» **Goal of the exercise**
Convert each of the records below into a JSON list of strings, with one string per line and blank lines omitted.
─── The input ───
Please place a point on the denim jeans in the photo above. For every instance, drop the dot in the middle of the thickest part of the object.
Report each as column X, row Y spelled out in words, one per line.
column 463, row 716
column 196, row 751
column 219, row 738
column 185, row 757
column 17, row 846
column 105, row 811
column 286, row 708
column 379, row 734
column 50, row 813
───
» **Result for this exercise**
[
  "Please place a point on the denim jeans in the photo above. For every instance, drop the dot in the middle of the thickest part of the object.",
  "Report each as column X, row Y spelled out in words, one per line.",
  "column 463, row 716",
  "column 196, row 751",
  "column 219, row 738",
  "column 185, row 757",
  "column 17, row 846",
  "column 105, row 811",
  "column 286, row 708",
  "column 379, row 734",
  "column 50, row 813"
]